==== Selected excerpt

All of lore.kernel.org
 help / color / mirror / Atom feed
From: "Yan, Zheng" <zheng.z.yan@intel.com>
To: Sage Weil <sage@inktank.com>
Cc: ceph-devel@vger.kernel.org, greg@inktank.com, elder@inktank.com
Subject: Re: [PATCH 2/4] ceph: take i_mutex before getting Fw cap
Date: Wed, 17 Apr 2013 20:14:27 +0800	[thread overview]
Message-ID: <516E9223.2050609@intel.com> (raw)
In-Reply-To: <alpine.DEB.2.00.1304162028020.23771@cobra.newdream.net>

On 04/17/2013 11:42 AM, Sage Weil wrote:
> On Fri, 12 Apr 2013, Yan, Zheng wrote:
>> From: "Yan, Zheng" <zheng.z.yan@intel.com>
>>
>> There is deadlock as illustrated bellow. The fix is taking i_mutex
>> before getting Fw cap reference.
>>
>>       write                    truncate                 MDS
>> ---------------------     --------------------      --------------
>> get Fw cap
>>                           lock i_mutex
>> lock i_mutex (blocked)
>>                           request setattr.size  ->
>>                                                 <-   revoke Fw cap
>>
>> Signed-off-by: Yan, Zheng <zheng.z.yan@intel.com>
>> ---
>>  fs/ceph/caps.c | 13 +++++++------
>>  fs/ceph/file.c | 12 ++++++------
>>  2 files changed, 13 insertions(+), 12 deletions(-)

========
==== Stored records

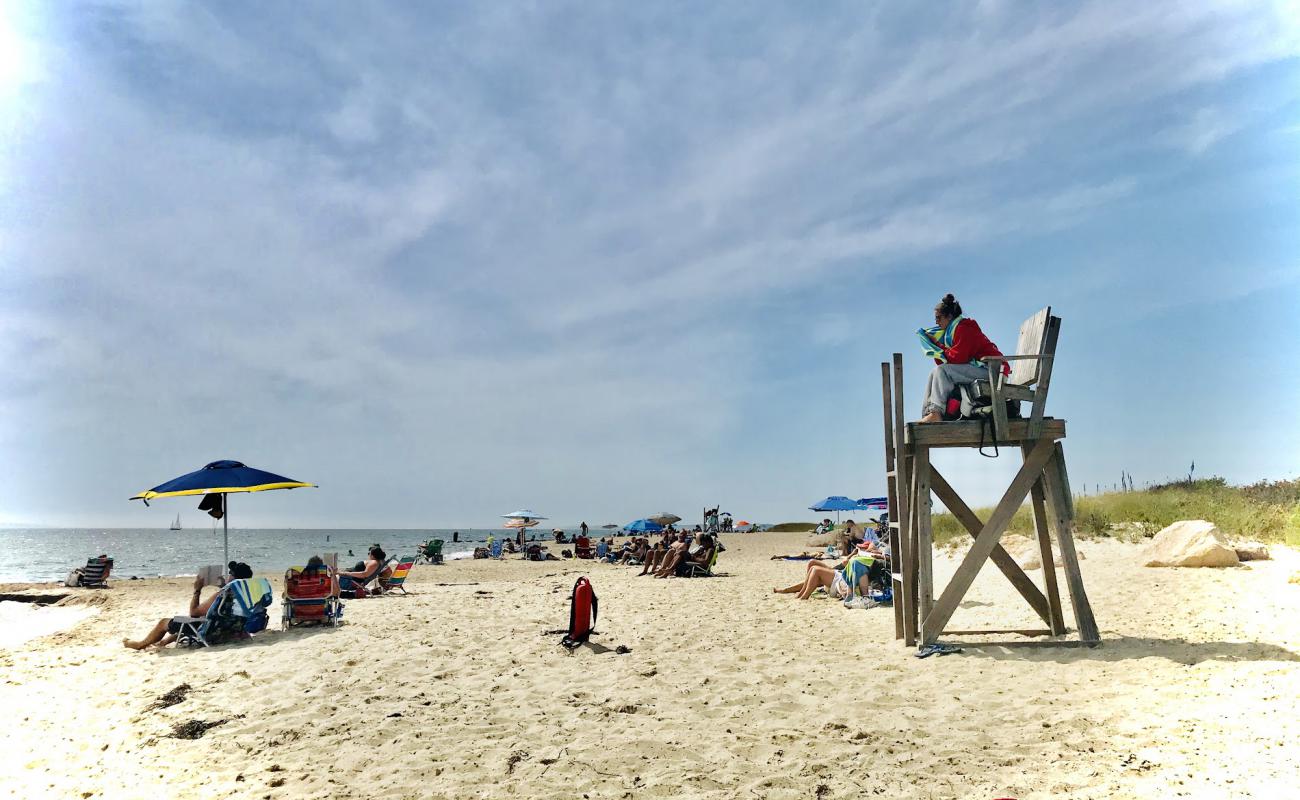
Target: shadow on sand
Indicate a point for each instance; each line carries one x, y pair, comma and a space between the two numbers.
1126, 648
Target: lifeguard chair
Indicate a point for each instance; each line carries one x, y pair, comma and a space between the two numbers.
913, 480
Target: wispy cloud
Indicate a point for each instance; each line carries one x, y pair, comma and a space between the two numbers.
527, 247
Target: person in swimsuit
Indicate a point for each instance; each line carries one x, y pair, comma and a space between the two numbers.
164, 632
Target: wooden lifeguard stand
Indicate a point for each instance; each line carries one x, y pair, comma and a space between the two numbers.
911, 480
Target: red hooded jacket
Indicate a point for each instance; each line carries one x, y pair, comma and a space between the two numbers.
970, 344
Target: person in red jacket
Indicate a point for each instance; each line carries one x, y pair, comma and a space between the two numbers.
963, 346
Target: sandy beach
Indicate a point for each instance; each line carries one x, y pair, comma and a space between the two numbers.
728, 691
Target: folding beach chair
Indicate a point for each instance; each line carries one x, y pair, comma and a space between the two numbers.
689, 569
238, 612
356, 588
433, 550
94, 574
399, 574
311, 597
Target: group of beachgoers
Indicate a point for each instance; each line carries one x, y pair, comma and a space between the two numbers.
365, 578
861, 569
667, 557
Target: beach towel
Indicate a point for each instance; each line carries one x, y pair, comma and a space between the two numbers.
935, 340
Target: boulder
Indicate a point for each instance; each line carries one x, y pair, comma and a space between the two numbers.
1190, 543
1252, 550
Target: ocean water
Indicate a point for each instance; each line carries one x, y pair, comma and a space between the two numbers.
40, 554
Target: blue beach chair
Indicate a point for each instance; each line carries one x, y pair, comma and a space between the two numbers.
238, 612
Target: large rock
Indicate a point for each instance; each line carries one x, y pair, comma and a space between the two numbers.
1252, 550
1191, 543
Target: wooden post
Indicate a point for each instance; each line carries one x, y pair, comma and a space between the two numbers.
892, 492
999, 406
924, 533
1044, 536
1040, 388
1064, 524
986, 541
904, 518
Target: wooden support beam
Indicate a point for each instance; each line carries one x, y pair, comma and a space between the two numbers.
901, 513
1040, 388
1044, 536
971, 522
995, 389
986, 541
924, 533
892, 493
967, 433
1064, 524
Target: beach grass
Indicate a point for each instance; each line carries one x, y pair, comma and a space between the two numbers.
1266, 511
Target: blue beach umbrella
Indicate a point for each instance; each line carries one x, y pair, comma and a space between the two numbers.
221, 478
644, 526
836, 502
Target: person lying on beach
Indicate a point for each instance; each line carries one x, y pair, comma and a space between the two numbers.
164, 632
819, 576
960, 347
659, 552
835, 579
677, 557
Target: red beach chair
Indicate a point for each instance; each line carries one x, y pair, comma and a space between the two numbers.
311, 596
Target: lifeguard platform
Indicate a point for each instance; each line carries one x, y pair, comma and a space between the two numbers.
913, 483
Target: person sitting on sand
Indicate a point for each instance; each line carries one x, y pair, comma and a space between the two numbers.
368, 570
679, 557
165, 631
835, 579
659, 552
963, 345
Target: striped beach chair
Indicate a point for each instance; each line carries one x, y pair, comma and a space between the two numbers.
399, 574
238, 612
94, 574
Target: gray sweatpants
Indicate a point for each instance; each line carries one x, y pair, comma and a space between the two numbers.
941, 381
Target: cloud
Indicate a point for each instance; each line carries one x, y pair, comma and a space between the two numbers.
534, 249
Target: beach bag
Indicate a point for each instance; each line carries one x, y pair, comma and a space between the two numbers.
583, 612
970, 402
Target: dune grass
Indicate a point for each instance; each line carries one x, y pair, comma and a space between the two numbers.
1266, 511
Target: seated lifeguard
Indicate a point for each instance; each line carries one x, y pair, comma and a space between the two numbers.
957, 345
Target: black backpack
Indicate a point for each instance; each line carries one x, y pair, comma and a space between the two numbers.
973, 402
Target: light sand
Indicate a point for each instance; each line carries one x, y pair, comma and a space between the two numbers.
728, 692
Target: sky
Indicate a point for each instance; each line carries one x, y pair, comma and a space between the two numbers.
607, 259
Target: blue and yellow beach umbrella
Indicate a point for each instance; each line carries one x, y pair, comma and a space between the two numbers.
221, 478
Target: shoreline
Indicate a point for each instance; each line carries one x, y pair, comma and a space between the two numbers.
726, 690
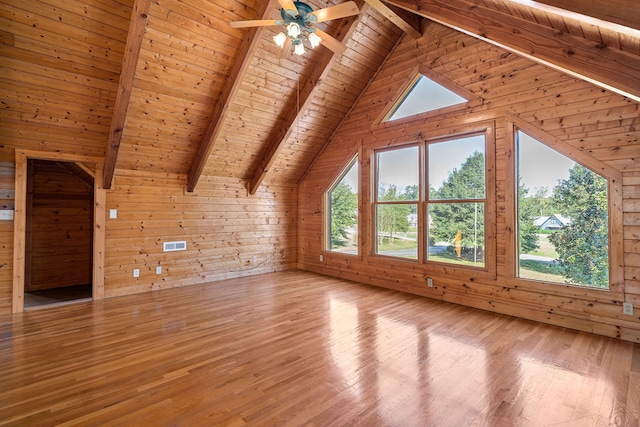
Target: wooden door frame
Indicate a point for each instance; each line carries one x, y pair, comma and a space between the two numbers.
20, 220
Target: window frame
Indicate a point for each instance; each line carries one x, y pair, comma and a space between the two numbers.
483, 200
375, 202
614, 184
354, 161
486, 128
421, 70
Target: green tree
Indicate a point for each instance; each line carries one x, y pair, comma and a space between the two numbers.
392, 218
344, 213
528, 211
447, 219
582, 245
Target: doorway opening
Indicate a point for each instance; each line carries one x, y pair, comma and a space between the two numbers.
58, 230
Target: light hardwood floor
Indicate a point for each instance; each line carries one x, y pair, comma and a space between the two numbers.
297, 348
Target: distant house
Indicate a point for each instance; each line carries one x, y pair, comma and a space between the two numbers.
413, 220
552, 222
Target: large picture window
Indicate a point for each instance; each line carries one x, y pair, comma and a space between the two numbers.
451, 213
563, 218
342, 201
456, 201
396, 211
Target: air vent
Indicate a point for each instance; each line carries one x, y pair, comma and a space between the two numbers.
175, 246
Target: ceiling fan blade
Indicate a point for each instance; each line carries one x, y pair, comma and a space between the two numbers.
288, 5
253, 23
331, 42
342, 10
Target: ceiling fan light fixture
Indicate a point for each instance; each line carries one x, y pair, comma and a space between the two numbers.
314, 39
293, 30
298, 48
280, 38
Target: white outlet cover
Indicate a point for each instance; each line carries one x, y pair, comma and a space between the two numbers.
627, 308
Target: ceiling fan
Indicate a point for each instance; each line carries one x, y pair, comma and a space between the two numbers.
299, 20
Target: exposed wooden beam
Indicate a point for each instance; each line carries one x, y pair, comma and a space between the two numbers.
137, 25
346, 116
601, 65
221, 108
307, 92
622, 12
406, 23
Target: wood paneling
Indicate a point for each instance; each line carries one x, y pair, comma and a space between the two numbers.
224, 230
587, 121
297, 348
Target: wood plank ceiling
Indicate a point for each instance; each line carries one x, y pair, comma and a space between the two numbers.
167, 86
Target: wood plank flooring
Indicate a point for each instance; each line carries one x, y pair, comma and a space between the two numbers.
297, 348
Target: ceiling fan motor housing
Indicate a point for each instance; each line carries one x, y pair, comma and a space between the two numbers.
303, 18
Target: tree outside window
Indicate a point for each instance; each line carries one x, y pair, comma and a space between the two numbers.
563, 221
456, 201
342, 201
397, 184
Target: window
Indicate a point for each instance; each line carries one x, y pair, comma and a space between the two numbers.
396, 207
563, 218
423, 95
342, 200
456, 201
453, 217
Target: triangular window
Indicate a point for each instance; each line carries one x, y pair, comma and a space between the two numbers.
424, 95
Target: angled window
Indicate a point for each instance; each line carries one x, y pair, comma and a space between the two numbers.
563, 218
457, 200
342, 208
423, 95
396, 203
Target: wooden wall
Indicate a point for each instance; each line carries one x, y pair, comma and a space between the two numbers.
7, 202
59, 249
223, 227
590, 122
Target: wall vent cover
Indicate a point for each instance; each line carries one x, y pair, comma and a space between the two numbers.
175, 246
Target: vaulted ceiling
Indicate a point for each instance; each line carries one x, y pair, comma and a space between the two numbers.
167, 86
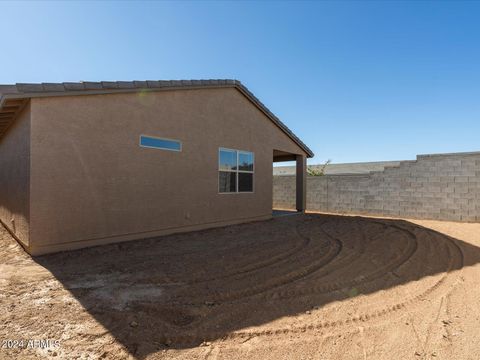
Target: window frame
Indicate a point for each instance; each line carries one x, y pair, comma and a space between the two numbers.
236, 171
159, 138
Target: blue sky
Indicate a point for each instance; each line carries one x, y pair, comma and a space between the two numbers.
357, 81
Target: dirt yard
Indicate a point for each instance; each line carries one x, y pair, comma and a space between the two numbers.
296, 287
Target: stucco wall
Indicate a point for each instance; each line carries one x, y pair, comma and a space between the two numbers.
14, 177
93, 183
443, 187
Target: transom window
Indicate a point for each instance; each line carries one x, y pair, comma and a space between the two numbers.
235, 171
160, 143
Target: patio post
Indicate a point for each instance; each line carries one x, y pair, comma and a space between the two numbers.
301, 179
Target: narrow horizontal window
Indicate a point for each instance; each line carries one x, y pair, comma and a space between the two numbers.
159, 143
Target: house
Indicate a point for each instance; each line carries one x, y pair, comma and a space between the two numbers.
91, 163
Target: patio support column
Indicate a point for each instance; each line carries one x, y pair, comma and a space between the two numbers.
301, 179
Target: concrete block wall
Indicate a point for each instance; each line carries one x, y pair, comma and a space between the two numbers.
440, 187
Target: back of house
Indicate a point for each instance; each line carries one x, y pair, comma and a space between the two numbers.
85, 164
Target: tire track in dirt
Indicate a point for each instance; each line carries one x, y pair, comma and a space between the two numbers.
455, 261
334, 248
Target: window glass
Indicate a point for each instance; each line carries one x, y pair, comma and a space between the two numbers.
228, 159
235, 171
227, 181
157, 143
245, 182
245, 161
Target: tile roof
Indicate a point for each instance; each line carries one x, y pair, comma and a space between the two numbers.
26, 90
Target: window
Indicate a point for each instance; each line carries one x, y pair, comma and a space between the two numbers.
235, 171
159, 143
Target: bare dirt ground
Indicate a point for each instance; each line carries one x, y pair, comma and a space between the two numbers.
297, 287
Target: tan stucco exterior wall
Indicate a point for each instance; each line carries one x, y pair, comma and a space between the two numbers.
14, 177
92, 183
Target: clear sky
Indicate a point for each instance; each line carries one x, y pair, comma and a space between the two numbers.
357, 81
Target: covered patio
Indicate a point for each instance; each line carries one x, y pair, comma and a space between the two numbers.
300, 176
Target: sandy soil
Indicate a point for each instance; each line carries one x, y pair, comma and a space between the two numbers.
297, 287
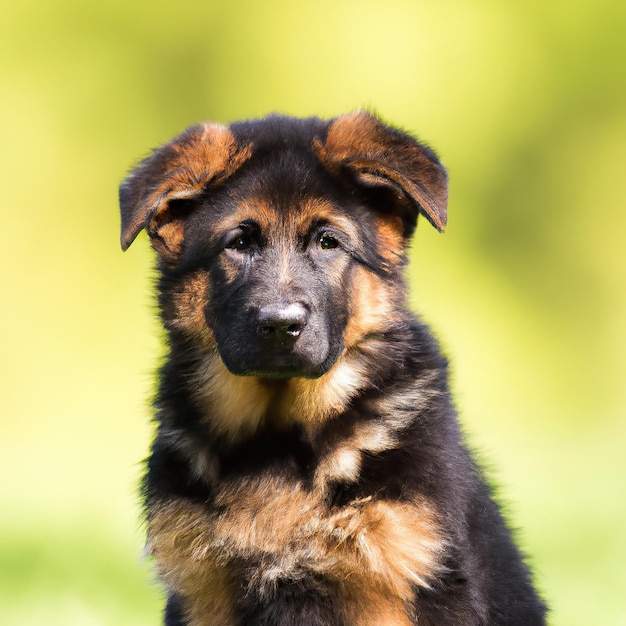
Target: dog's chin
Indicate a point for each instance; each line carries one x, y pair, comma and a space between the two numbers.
276, 367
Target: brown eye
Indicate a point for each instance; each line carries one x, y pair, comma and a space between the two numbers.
242, 242
327, 242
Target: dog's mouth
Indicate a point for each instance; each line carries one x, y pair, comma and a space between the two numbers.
284, 358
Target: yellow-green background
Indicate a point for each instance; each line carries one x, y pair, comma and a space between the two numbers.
526, 103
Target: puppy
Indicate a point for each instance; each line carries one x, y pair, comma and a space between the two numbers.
308, 467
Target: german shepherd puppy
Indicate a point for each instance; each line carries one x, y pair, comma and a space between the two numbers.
308, 468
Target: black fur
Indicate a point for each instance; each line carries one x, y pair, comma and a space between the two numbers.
277, 306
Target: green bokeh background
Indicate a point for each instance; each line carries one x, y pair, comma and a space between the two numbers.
526, 103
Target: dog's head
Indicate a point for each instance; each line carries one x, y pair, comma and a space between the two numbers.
281, 240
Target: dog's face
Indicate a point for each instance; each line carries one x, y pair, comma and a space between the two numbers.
273, 233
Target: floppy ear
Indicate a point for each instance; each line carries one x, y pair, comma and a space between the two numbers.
378, 156
180, 170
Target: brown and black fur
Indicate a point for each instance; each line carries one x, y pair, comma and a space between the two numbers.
308, 468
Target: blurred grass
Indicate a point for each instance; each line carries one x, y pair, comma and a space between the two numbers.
527, 106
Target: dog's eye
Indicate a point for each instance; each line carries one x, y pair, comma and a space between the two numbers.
327, 242
240, 242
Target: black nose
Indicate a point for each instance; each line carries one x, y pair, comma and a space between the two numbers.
281, 324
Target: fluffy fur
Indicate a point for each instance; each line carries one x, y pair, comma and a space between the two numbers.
308, 467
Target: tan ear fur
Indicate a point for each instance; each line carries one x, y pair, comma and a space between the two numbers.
203, 154
381, 156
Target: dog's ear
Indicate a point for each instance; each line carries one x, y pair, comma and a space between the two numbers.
360, 146
180, 170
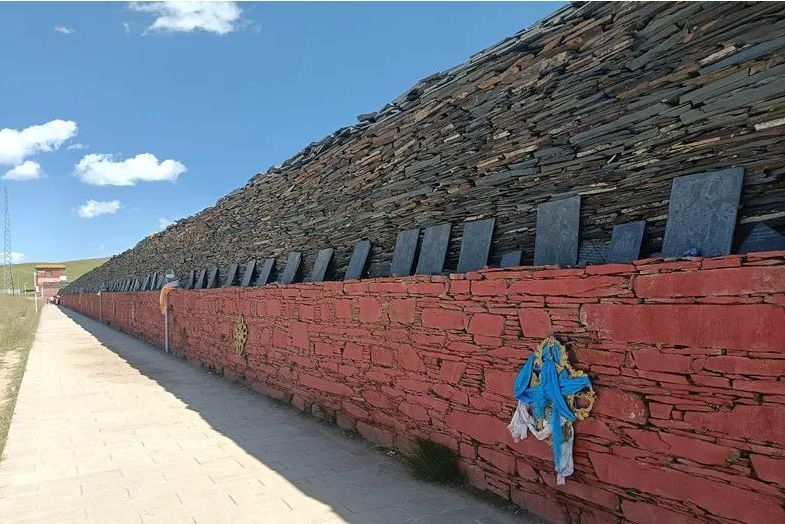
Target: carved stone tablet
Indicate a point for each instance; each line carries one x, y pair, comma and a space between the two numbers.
200, 279
511, 258
292, 265
593, 252
476, 245
265, 270
702, 213
231, 276
433, 249
250, 267
762, 238
403, 255
358, 261
626, 241
212, 278
323, 258
558, 225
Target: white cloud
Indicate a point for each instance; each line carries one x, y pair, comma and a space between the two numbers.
27, 170
94, 208
16, 146
104, 170
184, 17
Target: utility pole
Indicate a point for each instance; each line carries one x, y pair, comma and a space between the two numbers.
8, 270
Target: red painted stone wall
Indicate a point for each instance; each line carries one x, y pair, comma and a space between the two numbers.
687, 358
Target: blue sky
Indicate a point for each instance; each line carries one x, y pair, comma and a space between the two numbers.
117, 118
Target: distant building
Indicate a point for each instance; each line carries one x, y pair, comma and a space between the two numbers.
49, 278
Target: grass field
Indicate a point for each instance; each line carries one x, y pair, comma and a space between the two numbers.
18, 322
23, 273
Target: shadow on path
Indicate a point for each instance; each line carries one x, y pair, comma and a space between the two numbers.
360, 483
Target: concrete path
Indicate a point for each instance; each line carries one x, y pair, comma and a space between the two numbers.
109, 429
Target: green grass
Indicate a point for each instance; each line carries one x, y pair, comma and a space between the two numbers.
23, 273
434, 463
18, 322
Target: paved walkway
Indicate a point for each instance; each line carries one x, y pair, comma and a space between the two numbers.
108, 429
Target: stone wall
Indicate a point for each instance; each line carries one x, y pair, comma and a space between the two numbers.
608, 101
687, 358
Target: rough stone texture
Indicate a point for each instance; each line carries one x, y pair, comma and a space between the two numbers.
689, 424
606, 101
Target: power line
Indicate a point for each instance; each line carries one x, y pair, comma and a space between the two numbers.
8, 272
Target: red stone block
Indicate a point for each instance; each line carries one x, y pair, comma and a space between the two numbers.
443, 318
324, 385
769, 469
370, 309
620, 404
730, 281
749, 327
353, 351
402, 310
382, 356
486, 324
716, 497
535, 322
746, 366
500, 382
645, 513
489, 288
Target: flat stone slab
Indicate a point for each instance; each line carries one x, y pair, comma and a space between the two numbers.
702, 213
558, 229
433, 249
142, 436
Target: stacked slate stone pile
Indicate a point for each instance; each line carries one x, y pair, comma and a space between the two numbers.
607, 101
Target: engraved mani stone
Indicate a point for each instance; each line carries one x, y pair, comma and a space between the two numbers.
320, 265
511, 258
433, 249
231, 277
292, 265
558, 225
358, 261
200, 279
476, 245
265, 270
248, 273
702, 213
403, 255
626, 241
592, 252
212, 278
762, 238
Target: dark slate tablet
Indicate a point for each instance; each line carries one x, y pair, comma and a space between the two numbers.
265, 271
292, 266
403, 255
626, 241
200, 279
558, 224
321, 264
358, 261
762, 238
212, 278
250, 267
511, 258
475, 245
702, 213
433, 249
231, 276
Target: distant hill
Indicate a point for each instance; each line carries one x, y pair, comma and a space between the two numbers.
73, 268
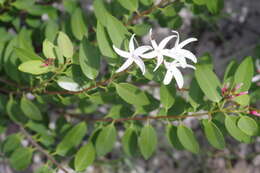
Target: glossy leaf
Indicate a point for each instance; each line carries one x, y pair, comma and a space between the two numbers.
78, 25
116, 30
208, 82
234, 131
167, 95
147, 141
30, 109
89, 59
65, 45
72, 139
48, 49
244, 74
171, 134
35, 67
131, 94
131, 5
21, 158
213, 134
84, 157
103, 42
26, 55
106, 140
130, 142
248, 125
187, 139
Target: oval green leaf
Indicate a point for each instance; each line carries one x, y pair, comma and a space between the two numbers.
213, 134
208, 82
78, 25
89, 59
131, 94
30, 109
65, 45
129, 142
187, 139
234, 131
147, 141
106, 140
84, 157
34, 67
248, 125
72, 139
21, 158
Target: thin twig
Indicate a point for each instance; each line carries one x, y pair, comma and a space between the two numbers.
40, 149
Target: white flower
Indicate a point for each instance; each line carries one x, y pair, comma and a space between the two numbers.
159, 50
257, 77
178, 52
132, 56
173, 71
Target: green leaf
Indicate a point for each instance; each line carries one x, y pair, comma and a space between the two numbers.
72, 139
213, 134
208, 82
171, 134
48, 49
21, 158
167, 95
89, 59
147, 141
103, 42
11, 143
106, 140
26, 55
84, 157
187, 139
78, 25
30, 109
195, 94
234, 131
129, 142
244, 74
130, 5
34, 67
248, 125
65, 45
116, 30
100, 11
141, 29
214, 6
147, 2
51, 30
131, 94
14, 111
199, 2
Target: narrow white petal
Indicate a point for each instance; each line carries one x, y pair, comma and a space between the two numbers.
154, 44
187, 41
256, 78
175, 55
149, 55
164, 42
126, 64
140, 64
168, 77
188, 54
159, 61
131, 44
178, 76
142, 49
178, 37
121, 52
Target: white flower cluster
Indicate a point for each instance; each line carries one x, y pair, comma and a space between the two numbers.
177, 53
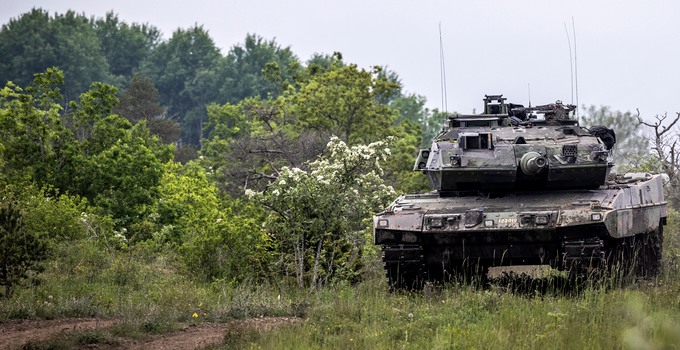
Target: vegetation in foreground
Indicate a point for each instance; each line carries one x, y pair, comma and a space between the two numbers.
149, 296
129, 204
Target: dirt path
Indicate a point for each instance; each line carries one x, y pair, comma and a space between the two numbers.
14, 334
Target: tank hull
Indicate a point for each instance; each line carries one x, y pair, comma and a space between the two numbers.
435, 237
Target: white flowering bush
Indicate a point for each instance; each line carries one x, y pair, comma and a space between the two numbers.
318, 215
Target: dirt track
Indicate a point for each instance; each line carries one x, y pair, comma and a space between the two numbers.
14, 334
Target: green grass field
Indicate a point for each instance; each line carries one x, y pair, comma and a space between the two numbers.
152, 295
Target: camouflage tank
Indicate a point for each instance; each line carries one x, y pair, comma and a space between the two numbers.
521, 186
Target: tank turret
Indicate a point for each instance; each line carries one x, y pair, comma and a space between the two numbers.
510, 147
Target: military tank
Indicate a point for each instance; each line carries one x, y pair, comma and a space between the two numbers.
521, 186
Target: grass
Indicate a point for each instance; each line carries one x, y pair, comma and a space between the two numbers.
151, 295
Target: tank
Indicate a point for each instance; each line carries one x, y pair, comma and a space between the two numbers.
521, 187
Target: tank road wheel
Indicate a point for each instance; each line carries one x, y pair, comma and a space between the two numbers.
404, 267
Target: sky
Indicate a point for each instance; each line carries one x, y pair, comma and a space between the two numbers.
626, 52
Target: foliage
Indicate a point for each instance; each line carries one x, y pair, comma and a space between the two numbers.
182, 71
21, 250
141, 101
36, 144
630, 151
344, 101
318, 216
36, 41
666, 152
257, 68
124, 45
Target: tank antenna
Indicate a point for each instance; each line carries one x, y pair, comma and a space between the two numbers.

========

Could you extract the Ceph patch email word for word, from "On 04/17/2013 11:42" to "lock i_mutex (blocked)"? The records have nothing to do with the Ceph patch email.

On 04/17/2013 11:42 AM, Sage Weil wrote:
> On Fri, 12 Apr 2013, Yan, Zheng wrote:
>> From: "Yan, Zheng" <zheng.z.yan@intel.com>
>>
>> There is deadlock as illustrated bellow. The fix is taking i_mutex
>> before getting Fw cap reference.
>>
>>       write                    truncate                 MDS
>> ---------------------     --------------------      --------------
>> get Fw cap
>>                           lock i_mutex
>> lock i_mutex (blocked)